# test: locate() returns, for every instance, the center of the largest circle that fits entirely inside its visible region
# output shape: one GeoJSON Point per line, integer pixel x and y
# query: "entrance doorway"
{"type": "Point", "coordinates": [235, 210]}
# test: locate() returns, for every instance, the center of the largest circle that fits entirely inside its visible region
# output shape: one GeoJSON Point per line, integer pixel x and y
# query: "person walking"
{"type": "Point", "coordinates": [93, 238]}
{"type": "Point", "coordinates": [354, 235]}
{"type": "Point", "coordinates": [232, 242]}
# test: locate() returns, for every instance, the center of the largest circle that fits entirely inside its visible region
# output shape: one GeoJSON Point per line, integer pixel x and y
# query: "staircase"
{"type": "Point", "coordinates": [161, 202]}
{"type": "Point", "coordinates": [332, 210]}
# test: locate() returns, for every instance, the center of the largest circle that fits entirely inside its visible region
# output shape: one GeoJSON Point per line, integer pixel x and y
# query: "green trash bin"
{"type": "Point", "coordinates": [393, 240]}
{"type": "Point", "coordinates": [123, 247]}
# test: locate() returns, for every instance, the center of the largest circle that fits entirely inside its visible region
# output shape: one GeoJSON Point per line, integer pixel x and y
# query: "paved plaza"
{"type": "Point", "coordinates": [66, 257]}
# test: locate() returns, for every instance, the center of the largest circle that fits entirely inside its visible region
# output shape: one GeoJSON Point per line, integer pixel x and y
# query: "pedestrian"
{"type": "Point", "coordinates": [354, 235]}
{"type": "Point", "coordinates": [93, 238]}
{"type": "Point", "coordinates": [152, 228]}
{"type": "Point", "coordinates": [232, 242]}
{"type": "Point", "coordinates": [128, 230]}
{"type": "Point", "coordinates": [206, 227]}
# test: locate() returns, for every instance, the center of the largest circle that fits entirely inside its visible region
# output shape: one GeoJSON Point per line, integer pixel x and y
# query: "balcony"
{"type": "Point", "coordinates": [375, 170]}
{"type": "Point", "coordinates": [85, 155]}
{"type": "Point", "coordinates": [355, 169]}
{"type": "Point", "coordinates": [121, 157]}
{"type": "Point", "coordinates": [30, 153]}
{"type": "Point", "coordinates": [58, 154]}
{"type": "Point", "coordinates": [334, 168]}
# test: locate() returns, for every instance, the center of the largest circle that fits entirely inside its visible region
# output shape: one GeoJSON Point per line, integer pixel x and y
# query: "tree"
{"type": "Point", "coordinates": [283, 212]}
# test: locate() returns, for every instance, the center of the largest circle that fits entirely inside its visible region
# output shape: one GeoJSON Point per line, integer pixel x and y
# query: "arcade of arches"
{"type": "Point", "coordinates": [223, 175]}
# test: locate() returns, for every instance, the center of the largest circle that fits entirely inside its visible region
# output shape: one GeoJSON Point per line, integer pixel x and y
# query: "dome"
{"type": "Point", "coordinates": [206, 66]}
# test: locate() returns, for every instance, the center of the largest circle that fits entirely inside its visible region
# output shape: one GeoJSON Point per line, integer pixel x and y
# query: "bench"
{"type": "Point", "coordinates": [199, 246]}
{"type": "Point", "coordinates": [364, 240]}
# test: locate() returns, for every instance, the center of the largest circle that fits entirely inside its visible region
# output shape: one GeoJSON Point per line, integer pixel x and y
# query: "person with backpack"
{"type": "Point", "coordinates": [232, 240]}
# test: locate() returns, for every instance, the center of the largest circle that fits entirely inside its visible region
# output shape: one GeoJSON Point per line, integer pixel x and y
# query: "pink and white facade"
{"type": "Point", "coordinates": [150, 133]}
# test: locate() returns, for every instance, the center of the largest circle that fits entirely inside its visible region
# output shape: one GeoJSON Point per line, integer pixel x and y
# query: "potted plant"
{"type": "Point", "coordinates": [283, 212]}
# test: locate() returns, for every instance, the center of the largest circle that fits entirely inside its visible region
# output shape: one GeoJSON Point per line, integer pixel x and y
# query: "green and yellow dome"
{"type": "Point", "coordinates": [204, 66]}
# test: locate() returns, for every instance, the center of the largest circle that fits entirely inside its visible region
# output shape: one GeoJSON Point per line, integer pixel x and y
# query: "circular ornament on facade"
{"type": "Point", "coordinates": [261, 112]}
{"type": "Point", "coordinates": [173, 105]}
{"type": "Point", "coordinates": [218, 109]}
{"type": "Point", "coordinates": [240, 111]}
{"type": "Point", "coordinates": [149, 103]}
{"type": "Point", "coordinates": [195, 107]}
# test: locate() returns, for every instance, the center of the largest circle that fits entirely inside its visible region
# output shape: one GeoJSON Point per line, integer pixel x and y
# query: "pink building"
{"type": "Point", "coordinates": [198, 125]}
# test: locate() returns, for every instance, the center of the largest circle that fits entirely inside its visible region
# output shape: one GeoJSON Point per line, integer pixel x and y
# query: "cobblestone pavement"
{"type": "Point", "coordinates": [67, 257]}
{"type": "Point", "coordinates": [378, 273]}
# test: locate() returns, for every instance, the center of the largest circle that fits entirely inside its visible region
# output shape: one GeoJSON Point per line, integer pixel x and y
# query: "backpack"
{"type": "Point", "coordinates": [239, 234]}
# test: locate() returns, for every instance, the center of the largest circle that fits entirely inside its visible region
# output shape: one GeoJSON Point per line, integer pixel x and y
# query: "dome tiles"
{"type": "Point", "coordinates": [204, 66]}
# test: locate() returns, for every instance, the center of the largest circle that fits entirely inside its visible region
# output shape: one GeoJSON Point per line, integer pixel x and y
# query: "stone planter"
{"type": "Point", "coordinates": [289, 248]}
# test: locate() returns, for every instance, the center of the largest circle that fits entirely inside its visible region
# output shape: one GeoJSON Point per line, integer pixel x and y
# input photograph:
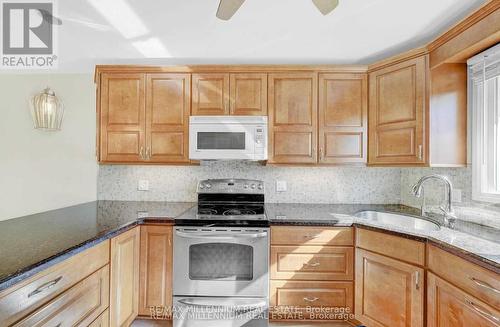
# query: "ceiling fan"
{"type": "Point", "coordinates": [227, 8]}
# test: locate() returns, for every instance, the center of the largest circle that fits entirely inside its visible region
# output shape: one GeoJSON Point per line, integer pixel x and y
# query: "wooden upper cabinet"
{"type": "Point", "coordinates": [388, 292]}
{"type": "Point", "coordinates": [155, 287]}
{"type": "Point", "coordinates": [167, 117]}
{"type": "Point", "coordinates": [122, 117]}
{"type": "Point", "coordinates": [343, 109]}
{"type": "Point", "coordinates": [248, 94]}
{"type": "Point", "coordinates": [293, 113]}
{"type": "Point", "coordinates": [210, 94]}
{"type": "Point", "coordinates": [398, 110]}
{"type": "Point", "coordinates": [450, 306]}
{"type": "Point", "coordinates": [124, 278]}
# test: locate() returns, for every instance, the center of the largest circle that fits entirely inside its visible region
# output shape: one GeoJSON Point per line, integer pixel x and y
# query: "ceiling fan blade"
{"type": "Point", "coordinates": [227, 8]}
{"type": "Point", "coordinates": [326, 6]}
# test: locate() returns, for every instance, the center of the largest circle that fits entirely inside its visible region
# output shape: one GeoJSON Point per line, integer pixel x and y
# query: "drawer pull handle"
{"type": "Point", "coordinates": [45, 286]}
{"type": "Point", "coordinates": [311, 237]}
{"type": "Point", "coordinates": [481, 311]}
{"type": "Point", "coordinates": [314, 264]}
{"type": "Point", "coordinates": [314, 299]}
{"type": "Point", "coordinates": [484, 285]}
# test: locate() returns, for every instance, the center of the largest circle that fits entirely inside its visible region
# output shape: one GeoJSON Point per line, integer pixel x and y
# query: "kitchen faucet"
{"type": "Point", "coordinates": [449, 214]}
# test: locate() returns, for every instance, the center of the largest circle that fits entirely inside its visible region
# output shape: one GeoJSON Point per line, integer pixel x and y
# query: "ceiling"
{"type": "Point", "coordinates": [262, 31]}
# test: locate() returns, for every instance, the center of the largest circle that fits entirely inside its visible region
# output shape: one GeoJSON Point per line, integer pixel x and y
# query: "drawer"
{"type": "Point", "coordinates": [392, 246]}
{"type": "Point", "coordinates": [78, 306]}
{"type": "Point", "coordinates": [312, 262]}
{"type": "Point", "coordinates": [287, 235]}
{"type": "Point", "coordinates": [479, 282]}
{"type": "Point", "coordinates": [102, 320]}
{"type": "Point", "coordinates": [19, 300]}
{"type": "Point", "coordinates": [305, 295]}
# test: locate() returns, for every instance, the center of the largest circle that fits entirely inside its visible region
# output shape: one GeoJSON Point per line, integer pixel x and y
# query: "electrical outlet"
{"type": "Point", "coordinates": [280, 186]}
{"type": "Point", "coordinates": [456, 196]}
{"type": "Point", "coordinates": [143, 185]}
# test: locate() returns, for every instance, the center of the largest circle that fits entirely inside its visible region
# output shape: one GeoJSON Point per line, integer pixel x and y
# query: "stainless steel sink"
{"type": "Point", "coordinates": [398, 220]}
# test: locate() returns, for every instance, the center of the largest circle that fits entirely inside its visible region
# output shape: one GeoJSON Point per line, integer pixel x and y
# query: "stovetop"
{"type": "Point", "coordinates": [227, 202]}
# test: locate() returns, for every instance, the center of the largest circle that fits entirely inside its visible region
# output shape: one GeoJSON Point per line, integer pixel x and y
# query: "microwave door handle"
{"type": "Point", "coordinates": [219, 236]}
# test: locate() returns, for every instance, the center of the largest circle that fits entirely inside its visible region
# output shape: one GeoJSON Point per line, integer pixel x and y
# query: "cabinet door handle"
{"type": "Point", "coordinates": [481, 311]}
{"type": "Point", "coordinates": [308, 299]}
{"type": "Point", "coordinates": [45, 286]}
{"type": "Point", "coordinates": [484, 285]}
{"type": "Point", "coordinates": [314, 264]}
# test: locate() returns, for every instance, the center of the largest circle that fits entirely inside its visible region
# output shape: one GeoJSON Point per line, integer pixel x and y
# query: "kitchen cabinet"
{"type": "Point", "coordinates": [25, 301]}
{"type": "Point", "coordinates": [124, 280]}
{"type": "Point", "coordinates": [210, 94]}
{"type": "Point", "coordinates": [144, 118]}
{"type": "Point", "coordinates": [293, 113]}
{"type": "Point", "coordinates": [447, 305]}
{"type": "Point", "coordinates": [388, 292]}
{"type": "Point", "coordinates": [398, 110]}
{"type": "Point", "coordinates": [311, 267]}
{"type": "Point", "coordinates": [155, 289]}
{"type": "Point", "coordinates": [122, 131]}
{"type": "Point", "coordinates": [343, 118]}
{"type": "Point", "coordinates": [167, 117]}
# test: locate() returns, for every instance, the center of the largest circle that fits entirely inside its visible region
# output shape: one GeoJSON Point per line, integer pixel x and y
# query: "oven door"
{"type": "Point", "coordinates": [221, 141]}
{"type": "Point", "coordinates": [221, 262]}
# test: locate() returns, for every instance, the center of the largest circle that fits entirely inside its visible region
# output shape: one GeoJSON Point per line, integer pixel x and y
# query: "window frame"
{"type": "Point", "coordinates": [480, 163]}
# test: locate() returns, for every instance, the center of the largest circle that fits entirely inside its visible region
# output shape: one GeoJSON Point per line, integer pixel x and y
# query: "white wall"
{"type": "Point", "coordinates": [41, 170]}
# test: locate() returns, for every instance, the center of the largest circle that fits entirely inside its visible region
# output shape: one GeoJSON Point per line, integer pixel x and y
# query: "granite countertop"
{"type": "Point", "coordinates": [33, 243]}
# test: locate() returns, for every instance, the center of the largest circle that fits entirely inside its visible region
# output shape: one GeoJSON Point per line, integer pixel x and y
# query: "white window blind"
{"type": "Point", "coordinates": [484, 93]}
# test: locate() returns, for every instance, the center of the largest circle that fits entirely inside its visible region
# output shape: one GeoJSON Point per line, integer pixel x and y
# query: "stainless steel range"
{"type": "Point", "coordinates": [221, 257]}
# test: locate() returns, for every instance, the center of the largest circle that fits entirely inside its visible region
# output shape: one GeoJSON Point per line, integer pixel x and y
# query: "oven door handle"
{"type": "Point", "coordinates": [244, 308]}
{"type": "Point", "coordinates": [219, 236]}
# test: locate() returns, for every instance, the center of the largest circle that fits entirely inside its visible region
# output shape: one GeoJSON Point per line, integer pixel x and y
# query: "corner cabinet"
{"type": "Point", "coordinates": [293, 112]}
{"type": "Point", "coordinates": [143, 118]}
{"type": "Point", "coordinates": [124, 278]}
{"type": "Point", "coordinates": [398, 113]}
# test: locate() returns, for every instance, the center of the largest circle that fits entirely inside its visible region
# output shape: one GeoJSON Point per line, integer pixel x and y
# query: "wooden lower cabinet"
{"type": "Point", "coordinates": [124, 282]}
{"type": "Point", "coordinates": [449, 306]}
{"type": "Point", "coordinates": [388, 292]}
{"type": "Point", "coordinates": [155, 287]}
{"type": "Point", "coordinates": [313, 300]}
{"type": "Point", "coordinates": [79, 306]}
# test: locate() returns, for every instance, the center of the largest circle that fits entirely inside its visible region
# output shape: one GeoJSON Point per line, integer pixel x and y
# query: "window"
{"type": "Point", "coordinates": [484, 95]}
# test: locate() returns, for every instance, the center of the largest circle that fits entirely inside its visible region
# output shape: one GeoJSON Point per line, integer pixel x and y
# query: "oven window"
{"type": "Point", "coordinates": [220, 261]}
{"type": "Point", "coordinates": [221, 141]}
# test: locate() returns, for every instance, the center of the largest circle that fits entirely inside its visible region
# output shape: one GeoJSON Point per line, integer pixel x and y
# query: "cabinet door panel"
{"type": "Point", "coordinates": [248, 94]}
{"type": "Point", "coordinates": [388, 292]}
{"type": "Point", "coordinates": [124, 283]}
{"type": "Point", "coordinates": [399, 114]}
{"type": "Point", "coordinates": [155, 268]}
{"type": "Point", "coordinates": [292, 118]}
{"type": "Point", "coordinates": [449, 306]}
{"type": "Point", "coordinates": [122, 117]}
{"type": "Point", "coordinates": [210, 94]}
{"type": "Point", "coordinates": [343, 121]}
{"type": "Point", "coordinates": [167, 117]}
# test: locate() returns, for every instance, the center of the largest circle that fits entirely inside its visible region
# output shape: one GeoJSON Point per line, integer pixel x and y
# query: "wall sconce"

● **STATED TASK**
List every line in the rows above that contains the word "stainless", treating uppercase and lowercase as distinct.

● **EXERCISE ANSWER**
# query: "stainless steel sink"
# query: "stainless steel range"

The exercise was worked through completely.